● AIM OF THE EXERCISE:
Nothing but the data itself, reproduced exactly, is the expected answer.

::::::

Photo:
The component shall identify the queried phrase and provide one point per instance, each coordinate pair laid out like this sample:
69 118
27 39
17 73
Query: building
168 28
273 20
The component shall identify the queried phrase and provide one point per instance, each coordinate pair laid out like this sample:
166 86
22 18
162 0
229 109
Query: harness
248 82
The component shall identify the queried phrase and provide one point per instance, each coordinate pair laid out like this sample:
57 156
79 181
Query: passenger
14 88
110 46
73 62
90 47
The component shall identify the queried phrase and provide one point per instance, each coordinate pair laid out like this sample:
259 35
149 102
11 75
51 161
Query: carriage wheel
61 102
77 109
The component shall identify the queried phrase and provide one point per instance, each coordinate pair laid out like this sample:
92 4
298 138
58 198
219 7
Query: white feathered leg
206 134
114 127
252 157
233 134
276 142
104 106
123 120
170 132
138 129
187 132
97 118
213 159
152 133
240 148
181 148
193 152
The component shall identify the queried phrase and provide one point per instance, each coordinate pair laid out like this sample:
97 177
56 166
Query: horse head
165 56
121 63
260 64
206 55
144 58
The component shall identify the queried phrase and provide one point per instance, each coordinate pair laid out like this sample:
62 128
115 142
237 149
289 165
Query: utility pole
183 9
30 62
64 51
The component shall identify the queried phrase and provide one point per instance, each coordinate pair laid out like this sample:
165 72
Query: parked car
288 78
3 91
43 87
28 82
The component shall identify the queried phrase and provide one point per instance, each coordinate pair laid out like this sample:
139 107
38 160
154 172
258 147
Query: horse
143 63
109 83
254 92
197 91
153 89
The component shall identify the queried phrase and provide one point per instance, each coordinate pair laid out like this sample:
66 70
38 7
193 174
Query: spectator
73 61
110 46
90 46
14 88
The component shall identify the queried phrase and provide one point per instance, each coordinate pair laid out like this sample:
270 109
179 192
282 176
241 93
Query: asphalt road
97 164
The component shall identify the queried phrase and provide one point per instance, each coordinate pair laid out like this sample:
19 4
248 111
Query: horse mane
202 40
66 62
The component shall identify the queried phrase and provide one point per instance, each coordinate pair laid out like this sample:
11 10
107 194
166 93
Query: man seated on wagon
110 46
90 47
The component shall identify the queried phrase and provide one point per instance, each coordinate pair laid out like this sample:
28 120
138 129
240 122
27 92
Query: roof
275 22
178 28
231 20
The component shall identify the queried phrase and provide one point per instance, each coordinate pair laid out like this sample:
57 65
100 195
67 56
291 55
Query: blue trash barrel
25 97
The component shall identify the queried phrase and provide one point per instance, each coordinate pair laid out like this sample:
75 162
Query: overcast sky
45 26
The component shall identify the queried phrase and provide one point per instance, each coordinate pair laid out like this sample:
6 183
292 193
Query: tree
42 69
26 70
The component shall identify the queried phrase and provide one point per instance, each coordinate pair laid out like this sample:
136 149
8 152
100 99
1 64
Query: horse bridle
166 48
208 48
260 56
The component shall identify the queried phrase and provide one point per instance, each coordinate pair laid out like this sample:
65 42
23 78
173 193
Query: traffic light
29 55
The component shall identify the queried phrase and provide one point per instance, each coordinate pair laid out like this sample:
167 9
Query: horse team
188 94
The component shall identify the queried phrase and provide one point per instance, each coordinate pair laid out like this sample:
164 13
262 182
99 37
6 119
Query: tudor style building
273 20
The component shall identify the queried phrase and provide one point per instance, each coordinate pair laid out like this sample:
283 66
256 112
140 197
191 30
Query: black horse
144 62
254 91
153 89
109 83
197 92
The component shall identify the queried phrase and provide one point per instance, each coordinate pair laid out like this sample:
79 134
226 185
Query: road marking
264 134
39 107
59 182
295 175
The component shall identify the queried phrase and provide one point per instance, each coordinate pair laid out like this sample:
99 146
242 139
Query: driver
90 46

::::::

● ANSWER AREA:
Photo:
The component shall identify the queried phrase and provide one point per instance, each coordinate pair laid out like this sample:
69 118
27 39
17 73
Query: building
168 28
273 20
The component shall identify the queried phrase and provide one point per instance, each coordinate pair laid out like this sample:
166 86
22 18
162 0
229 109
Query: harness
248 82
The component shall identify the queried phrase and provide one point per instance, each coordinate pair laid out like this sample:
57 156
79 181
Query: passenger
14 88
110 46
73 62
90 47
The component shall identify the queried phrase and provide one point per instance, each coordinate pair laid out like this sample:
259 35
149 102
11 75
51 161
Query: carriage wheel
61 102
77 109
The component shall identify the queried phrase and provide one point per instance, each coordinate pair laid out like this sample:
92 4
298 138
58 198
219 7
Query: white feathered leg
206 134
114 127
252 157
233 134
276 142
104 106
123 120
170 132
138 129
187 132
97 118
213 159
152 133
240 148
181 148
193 152
The component shall identify the queried phrase and provide one point per instance, each coordinate pair laid out like this sample:
97 177
56 166
Query: horse head
165 56
121 63
260 64
206 55
144 58
The component shall identify the queried phrase and provide one point per instance, each coordinate pair laid out like this sample:
62 128
115 142
237 149
289 165
Query: utility pole
183 9
30 62
64 51
The component shall identify the queried phrase and provide one point per instance, each coordinate pair laid out like this sample:
165 72
Query: parked car
288 78
3 91
43 87
28 82
The component shall identify the queried phrase and provide one point per instance, each coordinate pair laid out like this sample:
139 107
38 160
154 172
258 147
Query: horse
143 63
109 83
254 92
197 91
153 89
The component shall identify the queried phrase and provide one point per instance, each coordinate pair laid out like this sample:
66 70
38 7
193 174
Query: spectator
73 61
110 46
90 46
14 88
The component shall identify the queried phrase and provide one point per instance, each coordinate pair laid out like this sample:
270 109
179 192
282 176
241 93
Query: asphalt road
97 164
The component shall identify the queried phrase and provide one point per instance, each coordinate pair laid out like this sample:
19 4
248 111
Query: horse mane
202 40
66 62
The component shall identify the queried phrase and provide one point per instance, each coordinate pair laid out like this sample:
11 10
107 194
166 93
Query: man seated on wagon
110 46
90 47
The component shall identify the queried phrase and provide one point per instance, each coordinate pair laid out like this sample:
28 120
138 129
240 122
27 92
Query: roof
275 22
178 28
231 20
The component shall identify the queried phrase and provide one point per instance, each coordinate pair laid out like this sample:
57 65
100 195
67 56
291 55
Query: blue trash barrel
25 97
The component shall identify the queried phrase and provide one point per instance, each coordinate pair laid out like this sample:
75 162
Query: overcast sky
45 26
The component shall identify the queried phrase and provide one point per instance, each coordinate pair laid out like this sample:
6 183
292 193
Query: tree
42 69
26 70
The component shall identify the queried phrase and provide one point per instance, each coordinate pair laid out like this sample:
136 149
8 152
100 99
1 64
Query: horse bridle
166 48
208 48
260 56
The component shall identify the queried phrase and provide one point per instance, each coordinate pair laid out like this sample:
65 42
23 78
173 193
Query: traffic light
29 55
The component shall identify the queried phrase and provide one point per instance, each coordinate pair laid out like this sample:
167 9
Query: horse team
188 94
The component shall identify the queried phrase and provide one point per instance, each coordinate pair laid out like this sample:
164 13
262 182
99 37
6 119
Query: tudor style building
273 20
The component shall identify the queried phrase and provide one point per instance, each coordinate pair laid out like this sample:
283 66
256 112
140 197
191 30
Query: black horse
144 62
254 91
153 89
109 83
197 92
The component shall identify the queried phrase and provide one point per instance, each coordinate pair laid out like this sample:
79 134
226 185
Query: road marking
264 134
39 107
59 182
295 175
The component shall identify the queried phrase and provide one point per instance, each coordinate pair laid out like this sample:
99 146
242 139
Query: driver
90 46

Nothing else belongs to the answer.